## Work instruction
Reading the data below, count the lines that carry the string "perched". Give nothing but the count.
** Source data follows **
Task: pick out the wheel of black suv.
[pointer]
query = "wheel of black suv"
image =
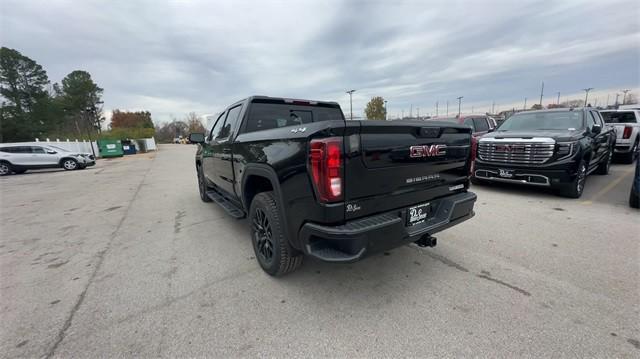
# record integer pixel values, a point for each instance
(604, 166)
(69, 164)
(628, 157)
(273, 252)
(575, 189)
(5, 168)
(202, 186)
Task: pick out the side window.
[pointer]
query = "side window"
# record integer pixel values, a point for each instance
(469, 122)
(481, 124)
(229, 123)
(216, 127)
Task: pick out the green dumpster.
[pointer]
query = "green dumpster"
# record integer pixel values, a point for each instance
(110, 148)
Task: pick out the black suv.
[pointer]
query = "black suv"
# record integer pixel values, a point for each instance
(550, 148)
(312, 183)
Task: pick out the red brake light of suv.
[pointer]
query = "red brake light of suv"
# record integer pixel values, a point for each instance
(325, 159)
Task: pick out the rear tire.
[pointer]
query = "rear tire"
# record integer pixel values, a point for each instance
(5, 168)
(69, 164)
(270, 244)
(202, 185)
(575, 189)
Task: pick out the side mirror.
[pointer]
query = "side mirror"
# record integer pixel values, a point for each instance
(196, 137)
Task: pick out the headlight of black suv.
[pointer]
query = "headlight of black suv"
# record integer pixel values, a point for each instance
(565, 149)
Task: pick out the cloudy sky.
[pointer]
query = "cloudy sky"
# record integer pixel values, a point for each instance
(174, 57)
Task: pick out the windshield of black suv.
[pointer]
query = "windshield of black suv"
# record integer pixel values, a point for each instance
(619, 117)
(541, 121)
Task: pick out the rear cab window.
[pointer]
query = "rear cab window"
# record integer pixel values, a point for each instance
(619, 117)
(270, 115)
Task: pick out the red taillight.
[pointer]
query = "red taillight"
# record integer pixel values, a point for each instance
(325, 158)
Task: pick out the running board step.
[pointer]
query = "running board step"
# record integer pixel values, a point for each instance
(231, 208)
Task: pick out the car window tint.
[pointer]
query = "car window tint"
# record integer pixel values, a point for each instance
(481, 124)
(216, 128)
(592, 119)
(229, 123)
(265, 116)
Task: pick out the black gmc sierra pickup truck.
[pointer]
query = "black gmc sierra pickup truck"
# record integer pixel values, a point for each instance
(312, 183)
(549, 148)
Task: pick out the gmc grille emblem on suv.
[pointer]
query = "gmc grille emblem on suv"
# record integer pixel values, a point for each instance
(427, 151)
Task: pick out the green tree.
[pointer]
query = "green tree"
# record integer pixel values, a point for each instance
(25, 101)
(375, 109)
(82, 102)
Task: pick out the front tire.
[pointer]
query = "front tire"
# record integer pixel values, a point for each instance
(603, 167)
(575, 189)
(270, 244)
(202, 185)
(5, 168)
(69, 164)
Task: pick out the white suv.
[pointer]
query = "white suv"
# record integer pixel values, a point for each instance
(20, 158)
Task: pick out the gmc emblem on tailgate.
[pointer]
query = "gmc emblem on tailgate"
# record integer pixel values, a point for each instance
(427, 151)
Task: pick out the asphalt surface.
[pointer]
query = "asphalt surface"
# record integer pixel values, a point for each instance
(123, 259)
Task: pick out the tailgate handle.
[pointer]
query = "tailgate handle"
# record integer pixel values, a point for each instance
(429, 132)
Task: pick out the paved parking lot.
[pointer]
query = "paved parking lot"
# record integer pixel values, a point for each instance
(123, 259)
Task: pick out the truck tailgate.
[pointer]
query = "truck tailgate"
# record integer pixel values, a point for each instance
(396, 164)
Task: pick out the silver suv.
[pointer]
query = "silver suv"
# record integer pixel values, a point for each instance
(20, 158)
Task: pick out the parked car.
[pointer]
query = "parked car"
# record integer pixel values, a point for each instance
(480, 125)
(634, 195)
(550, 148)
(20, 158)
(627, 126)
(312, 183)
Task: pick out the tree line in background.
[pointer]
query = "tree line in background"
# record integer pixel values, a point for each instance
(32, 107)
(168, 132)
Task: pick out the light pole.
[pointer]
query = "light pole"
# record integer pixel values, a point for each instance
(350, 92)
(586, 95)
(624, 96)
(385, 110)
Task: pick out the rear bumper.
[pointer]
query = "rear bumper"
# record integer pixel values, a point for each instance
(359, 238)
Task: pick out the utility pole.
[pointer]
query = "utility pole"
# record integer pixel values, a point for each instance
(350, 92)
(624, 97)
(586, 95)
(385, 110)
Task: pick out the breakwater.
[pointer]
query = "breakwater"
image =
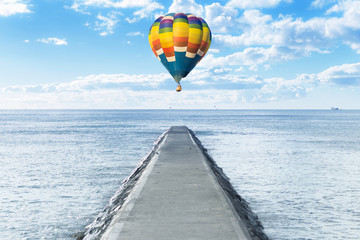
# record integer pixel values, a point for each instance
(176, 192)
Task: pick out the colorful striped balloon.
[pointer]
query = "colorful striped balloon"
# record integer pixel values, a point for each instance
(179, 41)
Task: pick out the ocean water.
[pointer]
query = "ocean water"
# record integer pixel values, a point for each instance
(298, 169)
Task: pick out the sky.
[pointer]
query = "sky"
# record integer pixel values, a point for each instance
(94, 54)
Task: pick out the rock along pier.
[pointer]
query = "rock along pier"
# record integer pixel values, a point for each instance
(177, 193)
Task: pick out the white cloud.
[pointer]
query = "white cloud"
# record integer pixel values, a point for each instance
(11, 7)
(203, 88)
(106, 24)
(187, 6)
(244, 4)
(134, 34)
(343, 75)
(142, 8)
(221, 19)
(53, 41)
(263, 39)
(145, 12)
(322, 3)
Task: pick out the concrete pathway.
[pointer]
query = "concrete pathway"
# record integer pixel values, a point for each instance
(177, 198)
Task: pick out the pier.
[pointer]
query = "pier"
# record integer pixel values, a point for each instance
(181, 194)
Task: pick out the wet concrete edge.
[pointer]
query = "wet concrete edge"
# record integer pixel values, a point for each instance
(249, 218)
(96, 229)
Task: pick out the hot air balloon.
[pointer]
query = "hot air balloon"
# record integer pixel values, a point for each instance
(179, 41)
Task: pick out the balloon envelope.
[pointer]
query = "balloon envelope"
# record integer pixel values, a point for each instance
(179, 41)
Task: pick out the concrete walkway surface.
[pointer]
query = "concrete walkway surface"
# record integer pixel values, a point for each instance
(177, 197)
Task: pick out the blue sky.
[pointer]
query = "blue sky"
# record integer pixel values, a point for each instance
(95, 54)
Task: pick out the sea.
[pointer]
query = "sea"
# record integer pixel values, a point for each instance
(299, 170)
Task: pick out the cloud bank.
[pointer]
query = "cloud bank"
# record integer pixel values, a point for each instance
(210, 87)
(12, 7)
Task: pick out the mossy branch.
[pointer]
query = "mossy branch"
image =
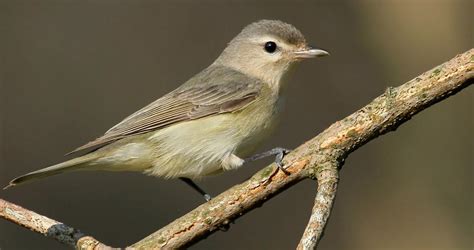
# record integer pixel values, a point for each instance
(319, 158)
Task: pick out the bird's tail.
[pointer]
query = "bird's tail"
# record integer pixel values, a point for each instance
(71, 165)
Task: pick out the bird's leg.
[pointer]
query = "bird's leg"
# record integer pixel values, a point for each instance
(196, 187)
(279, 153)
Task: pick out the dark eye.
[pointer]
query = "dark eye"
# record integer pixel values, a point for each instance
(270, 47)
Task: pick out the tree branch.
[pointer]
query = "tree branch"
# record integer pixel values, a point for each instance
(318, 158)
(327, 185)
(48, 227)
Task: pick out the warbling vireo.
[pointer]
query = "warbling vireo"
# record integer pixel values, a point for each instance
(208, 124)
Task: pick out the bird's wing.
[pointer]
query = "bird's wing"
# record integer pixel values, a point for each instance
(178, 106)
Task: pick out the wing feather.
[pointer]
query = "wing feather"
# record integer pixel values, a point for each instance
(178, 106)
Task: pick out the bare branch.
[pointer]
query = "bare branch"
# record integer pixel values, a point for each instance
(327, 185)
(312, 159)
(318, 158)
(48, 227)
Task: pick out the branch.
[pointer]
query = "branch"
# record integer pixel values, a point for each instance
(319, 158)
(327, 185)
(48, 227)
(325, 151)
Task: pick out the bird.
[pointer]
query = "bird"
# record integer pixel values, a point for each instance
(212, 123)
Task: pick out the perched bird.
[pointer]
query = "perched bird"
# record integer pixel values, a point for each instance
(211, 122)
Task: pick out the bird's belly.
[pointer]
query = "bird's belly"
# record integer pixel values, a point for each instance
(206, 146)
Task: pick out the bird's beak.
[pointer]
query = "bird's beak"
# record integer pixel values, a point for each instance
(310, 52)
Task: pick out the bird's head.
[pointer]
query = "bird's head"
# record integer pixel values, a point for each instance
(266, 49)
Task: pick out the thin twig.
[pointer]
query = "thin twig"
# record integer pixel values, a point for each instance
(48, 227)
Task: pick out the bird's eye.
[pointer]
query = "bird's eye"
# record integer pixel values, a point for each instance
(270, 47)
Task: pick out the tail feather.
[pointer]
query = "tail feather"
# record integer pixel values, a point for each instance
(71, 165)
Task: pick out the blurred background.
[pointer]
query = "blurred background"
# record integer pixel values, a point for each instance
(72, 69)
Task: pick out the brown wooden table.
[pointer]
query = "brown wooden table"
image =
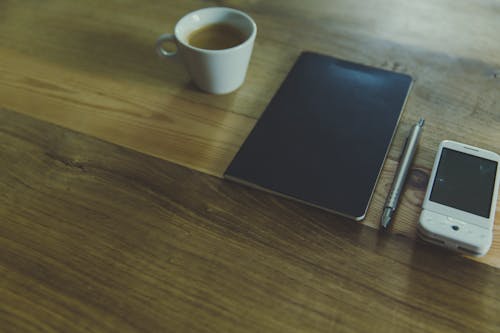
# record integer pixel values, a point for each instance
(111, 236)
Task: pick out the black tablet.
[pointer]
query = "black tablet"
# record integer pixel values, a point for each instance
(325, 134)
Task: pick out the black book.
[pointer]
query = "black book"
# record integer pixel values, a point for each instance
(324, 136)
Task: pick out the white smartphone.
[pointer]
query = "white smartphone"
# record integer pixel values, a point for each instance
(459, 206)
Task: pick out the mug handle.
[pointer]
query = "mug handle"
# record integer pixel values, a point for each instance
(159, 45)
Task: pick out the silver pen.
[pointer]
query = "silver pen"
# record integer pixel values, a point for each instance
(399, 179)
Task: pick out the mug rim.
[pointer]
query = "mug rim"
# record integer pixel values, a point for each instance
(249, 39)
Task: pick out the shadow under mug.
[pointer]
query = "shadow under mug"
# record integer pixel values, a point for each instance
(215, 71)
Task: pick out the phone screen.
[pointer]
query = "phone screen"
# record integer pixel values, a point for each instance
(464, 182)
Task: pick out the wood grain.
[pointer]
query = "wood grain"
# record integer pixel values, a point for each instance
(96, 237)
(91, 67)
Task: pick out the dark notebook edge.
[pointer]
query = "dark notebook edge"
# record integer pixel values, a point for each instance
(389, 146)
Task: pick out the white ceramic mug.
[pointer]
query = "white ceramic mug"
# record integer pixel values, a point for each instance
(215, 71)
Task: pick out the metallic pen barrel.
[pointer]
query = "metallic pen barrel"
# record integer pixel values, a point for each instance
(401, 173)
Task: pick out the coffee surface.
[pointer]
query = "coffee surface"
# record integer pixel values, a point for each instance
(217, 36)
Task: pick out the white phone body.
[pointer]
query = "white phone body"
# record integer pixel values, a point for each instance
(459, 206)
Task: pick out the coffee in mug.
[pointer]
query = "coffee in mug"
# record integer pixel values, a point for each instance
(215, 45)
(217, 36)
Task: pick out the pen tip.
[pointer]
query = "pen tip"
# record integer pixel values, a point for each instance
(386, 218)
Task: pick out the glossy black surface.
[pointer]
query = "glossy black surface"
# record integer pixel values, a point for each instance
(464, 182)
(324, 136)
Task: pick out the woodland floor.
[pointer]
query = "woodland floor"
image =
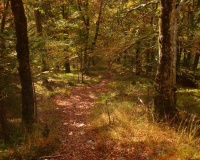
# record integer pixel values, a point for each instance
(75, 144)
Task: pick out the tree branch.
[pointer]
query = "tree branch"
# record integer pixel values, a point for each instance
(141, 5)
(180, 6)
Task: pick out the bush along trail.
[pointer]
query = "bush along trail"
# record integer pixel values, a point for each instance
(110, 120)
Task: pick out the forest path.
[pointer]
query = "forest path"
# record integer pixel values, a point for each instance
(74, 110)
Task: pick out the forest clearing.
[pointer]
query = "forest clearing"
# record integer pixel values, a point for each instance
(99, 80)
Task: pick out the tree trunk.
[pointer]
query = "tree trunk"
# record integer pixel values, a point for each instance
(196, 61)
(24, 66)
(3, 22)
(138, 63)
(3, 122)
(165, 100)
(179, 53)
(38, 22)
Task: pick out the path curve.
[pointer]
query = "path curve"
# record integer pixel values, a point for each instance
(75, 144)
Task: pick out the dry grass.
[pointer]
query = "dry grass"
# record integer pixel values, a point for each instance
(131, 135)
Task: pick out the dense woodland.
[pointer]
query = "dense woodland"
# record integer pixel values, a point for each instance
(100, 79)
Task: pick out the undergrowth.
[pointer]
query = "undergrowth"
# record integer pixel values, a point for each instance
(124, 127)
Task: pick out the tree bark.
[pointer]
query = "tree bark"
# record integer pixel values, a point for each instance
(165, 100)
(38, 22)
(3, 122)
(196, 61)
(3, 22)
(24, 66)
(138, 63)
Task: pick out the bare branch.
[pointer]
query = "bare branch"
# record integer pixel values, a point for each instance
(141, 5)
(180, 6)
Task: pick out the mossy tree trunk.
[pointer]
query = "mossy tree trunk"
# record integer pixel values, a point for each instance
(165, 100)
(24, 66)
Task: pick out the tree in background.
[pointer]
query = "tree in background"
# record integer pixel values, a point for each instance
(165, 101)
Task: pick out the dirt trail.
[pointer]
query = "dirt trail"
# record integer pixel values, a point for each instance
(75, 144)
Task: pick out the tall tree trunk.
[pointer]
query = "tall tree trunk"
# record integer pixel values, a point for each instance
(3, 122)
(138, 61)
(24, 66)
(179, 53)
(96, 32)
(3, 22)
(196, 61)
(37, 21)
(165, 101)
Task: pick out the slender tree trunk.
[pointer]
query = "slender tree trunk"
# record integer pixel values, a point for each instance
(24, 66)
(179, 53)
(138, 63)
(3, 22)
(165, 101)
(97, 32)
(38, 22)
(3, 122)
(196, 61)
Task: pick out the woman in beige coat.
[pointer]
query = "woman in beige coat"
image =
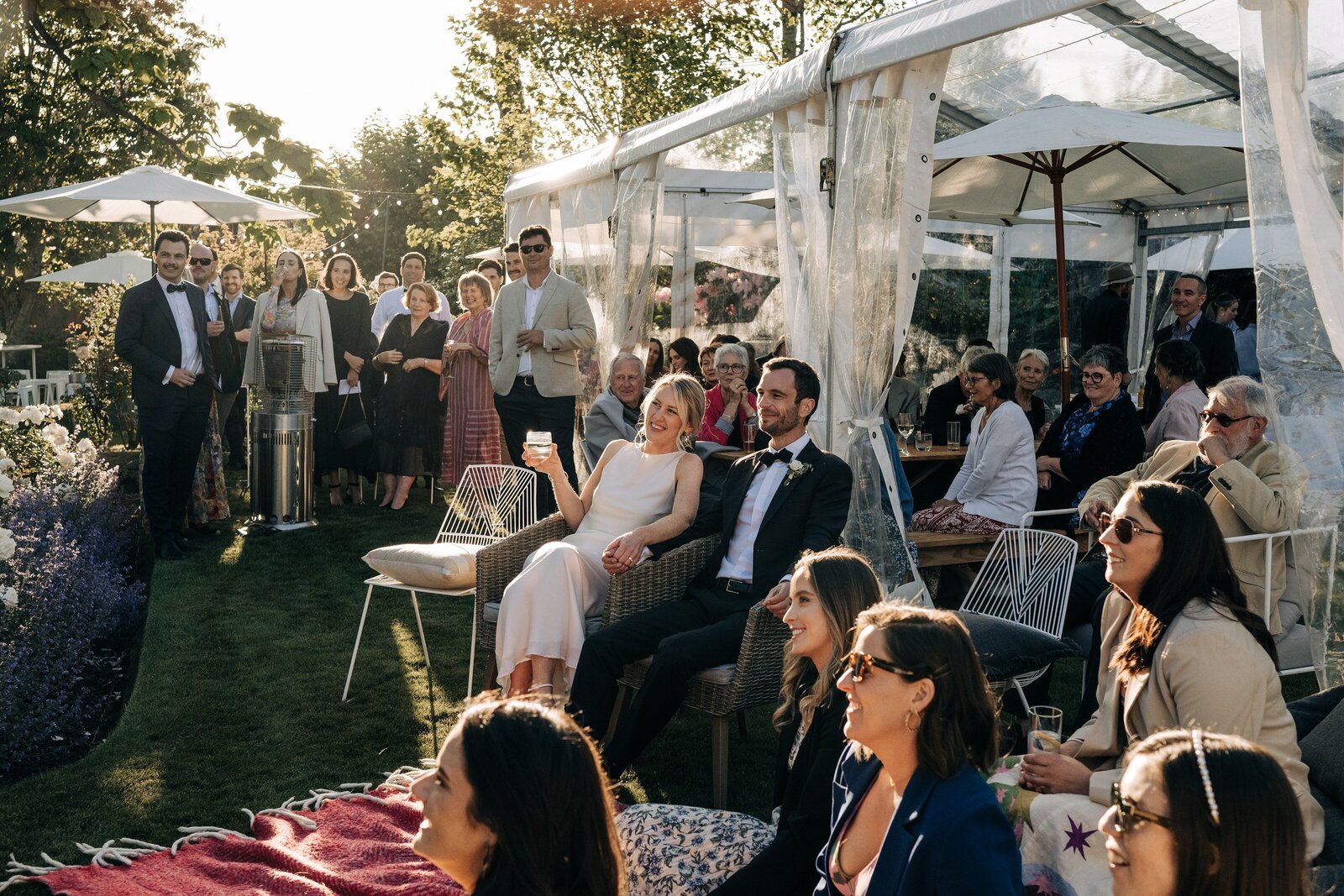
** End of Source data **
## Answer to this problem
2